- [A run of records]:
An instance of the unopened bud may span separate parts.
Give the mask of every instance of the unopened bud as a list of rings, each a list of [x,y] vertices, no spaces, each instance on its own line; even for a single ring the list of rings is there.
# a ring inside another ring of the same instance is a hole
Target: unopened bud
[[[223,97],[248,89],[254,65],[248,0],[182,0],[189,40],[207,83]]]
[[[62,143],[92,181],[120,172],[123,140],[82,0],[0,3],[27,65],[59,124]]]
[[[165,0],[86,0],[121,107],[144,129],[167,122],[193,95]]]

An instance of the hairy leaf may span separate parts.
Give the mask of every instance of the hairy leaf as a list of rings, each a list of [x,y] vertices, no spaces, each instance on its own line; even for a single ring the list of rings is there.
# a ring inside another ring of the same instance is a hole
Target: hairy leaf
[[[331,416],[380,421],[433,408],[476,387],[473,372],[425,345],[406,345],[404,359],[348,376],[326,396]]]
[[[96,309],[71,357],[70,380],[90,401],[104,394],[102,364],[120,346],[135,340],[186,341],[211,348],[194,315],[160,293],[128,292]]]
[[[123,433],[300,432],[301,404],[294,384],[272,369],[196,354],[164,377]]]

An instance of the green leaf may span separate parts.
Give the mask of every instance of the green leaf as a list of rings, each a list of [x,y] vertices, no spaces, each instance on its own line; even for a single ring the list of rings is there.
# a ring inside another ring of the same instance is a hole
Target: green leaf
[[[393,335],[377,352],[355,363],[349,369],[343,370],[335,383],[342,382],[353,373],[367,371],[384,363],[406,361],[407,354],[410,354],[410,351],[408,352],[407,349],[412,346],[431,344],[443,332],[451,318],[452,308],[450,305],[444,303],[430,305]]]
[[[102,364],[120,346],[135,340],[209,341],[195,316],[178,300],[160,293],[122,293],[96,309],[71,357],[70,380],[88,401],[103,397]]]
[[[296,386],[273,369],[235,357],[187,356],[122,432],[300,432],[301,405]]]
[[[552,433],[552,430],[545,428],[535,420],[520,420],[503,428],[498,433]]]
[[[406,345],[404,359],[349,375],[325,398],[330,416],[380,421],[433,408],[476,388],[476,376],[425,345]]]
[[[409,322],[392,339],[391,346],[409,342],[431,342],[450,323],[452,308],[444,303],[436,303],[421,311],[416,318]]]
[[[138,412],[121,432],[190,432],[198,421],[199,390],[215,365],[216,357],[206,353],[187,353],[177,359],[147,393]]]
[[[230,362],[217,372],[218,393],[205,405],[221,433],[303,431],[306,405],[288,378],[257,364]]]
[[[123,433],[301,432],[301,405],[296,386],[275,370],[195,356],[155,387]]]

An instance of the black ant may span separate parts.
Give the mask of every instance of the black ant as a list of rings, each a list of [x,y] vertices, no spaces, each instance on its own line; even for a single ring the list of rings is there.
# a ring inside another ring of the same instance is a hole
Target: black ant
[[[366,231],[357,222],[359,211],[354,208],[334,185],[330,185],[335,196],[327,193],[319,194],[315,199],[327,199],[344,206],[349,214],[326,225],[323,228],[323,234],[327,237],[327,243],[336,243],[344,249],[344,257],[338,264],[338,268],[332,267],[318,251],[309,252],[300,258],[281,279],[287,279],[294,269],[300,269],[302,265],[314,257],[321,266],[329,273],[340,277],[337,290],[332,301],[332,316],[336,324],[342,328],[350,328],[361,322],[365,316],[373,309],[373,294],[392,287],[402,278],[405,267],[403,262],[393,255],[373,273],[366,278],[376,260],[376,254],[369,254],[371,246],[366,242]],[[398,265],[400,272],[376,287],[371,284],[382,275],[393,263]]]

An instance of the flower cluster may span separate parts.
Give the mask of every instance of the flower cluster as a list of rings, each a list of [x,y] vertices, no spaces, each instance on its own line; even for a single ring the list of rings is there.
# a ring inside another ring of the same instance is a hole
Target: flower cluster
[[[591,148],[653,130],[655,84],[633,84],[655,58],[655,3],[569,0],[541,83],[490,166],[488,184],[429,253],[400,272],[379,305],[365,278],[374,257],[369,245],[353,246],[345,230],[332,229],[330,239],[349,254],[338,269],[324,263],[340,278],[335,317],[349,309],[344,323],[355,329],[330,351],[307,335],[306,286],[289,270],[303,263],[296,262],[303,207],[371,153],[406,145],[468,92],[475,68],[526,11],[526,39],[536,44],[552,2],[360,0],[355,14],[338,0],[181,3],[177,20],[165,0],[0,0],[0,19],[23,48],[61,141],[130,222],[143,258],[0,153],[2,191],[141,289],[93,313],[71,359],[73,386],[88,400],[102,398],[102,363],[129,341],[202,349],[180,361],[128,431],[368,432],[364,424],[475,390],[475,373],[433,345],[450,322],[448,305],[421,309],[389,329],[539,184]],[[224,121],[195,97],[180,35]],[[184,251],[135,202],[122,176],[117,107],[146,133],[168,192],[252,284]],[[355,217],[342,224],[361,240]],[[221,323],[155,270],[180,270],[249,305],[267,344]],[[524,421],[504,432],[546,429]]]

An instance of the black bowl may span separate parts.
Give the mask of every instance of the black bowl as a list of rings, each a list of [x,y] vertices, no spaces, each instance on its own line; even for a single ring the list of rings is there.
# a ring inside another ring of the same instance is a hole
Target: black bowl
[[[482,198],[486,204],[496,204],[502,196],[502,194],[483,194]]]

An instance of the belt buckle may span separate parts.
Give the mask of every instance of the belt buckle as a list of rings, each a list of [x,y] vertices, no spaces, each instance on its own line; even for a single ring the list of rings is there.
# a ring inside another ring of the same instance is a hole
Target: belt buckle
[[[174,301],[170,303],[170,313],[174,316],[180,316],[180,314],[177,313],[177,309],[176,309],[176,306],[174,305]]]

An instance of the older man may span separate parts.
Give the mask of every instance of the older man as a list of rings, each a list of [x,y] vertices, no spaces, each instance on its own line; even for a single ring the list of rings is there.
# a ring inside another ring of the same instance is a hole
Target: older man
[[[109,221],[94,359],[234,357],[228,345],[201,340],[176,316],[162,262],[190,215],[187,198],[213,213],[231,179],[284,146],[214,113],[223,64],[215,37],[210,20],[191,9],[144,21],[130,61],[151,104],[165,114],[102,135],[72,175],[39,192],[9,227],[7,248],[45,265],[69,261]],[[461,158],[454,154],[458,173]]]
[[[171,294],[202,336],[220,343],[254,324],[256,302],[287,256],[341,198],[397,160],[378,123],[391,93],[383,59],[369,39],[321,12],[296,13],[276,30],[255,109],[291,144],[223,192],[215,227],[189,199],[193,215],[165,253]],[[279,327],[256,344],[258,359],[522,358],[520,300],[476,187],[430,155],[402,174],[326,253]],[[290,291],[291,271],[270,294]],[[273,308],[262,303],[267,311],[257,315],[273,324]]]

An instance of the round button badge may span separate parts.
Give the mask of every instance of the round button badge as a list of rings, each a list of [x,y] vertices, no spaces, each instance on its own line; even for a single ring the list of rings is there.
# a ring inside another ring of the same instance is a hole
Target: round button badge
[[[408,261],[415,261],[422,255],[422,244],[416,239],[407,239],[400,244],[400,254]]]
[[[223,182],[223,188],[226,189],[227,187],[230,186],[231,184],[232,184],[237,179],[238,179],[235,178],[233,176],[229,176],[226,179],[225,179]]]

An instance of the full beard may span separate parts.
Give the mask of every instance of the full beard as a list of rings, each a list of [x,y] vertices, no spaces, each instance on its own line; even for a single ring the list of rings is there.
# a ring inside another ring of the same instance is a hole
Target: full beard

- [GIVEN INSTRUCTION]:
Please report each line in the items above that contains the word "badge", copying every such line in full.

- [RESULT BELOW]:
An instance of the round button badge may span separate parts.
Give the mask of every instance of the round button badge as a list of rings, each a list of [x,y] vertices, no spaces, each instance on its own line; even for a single ring the list of rings is there.
Target: round button badge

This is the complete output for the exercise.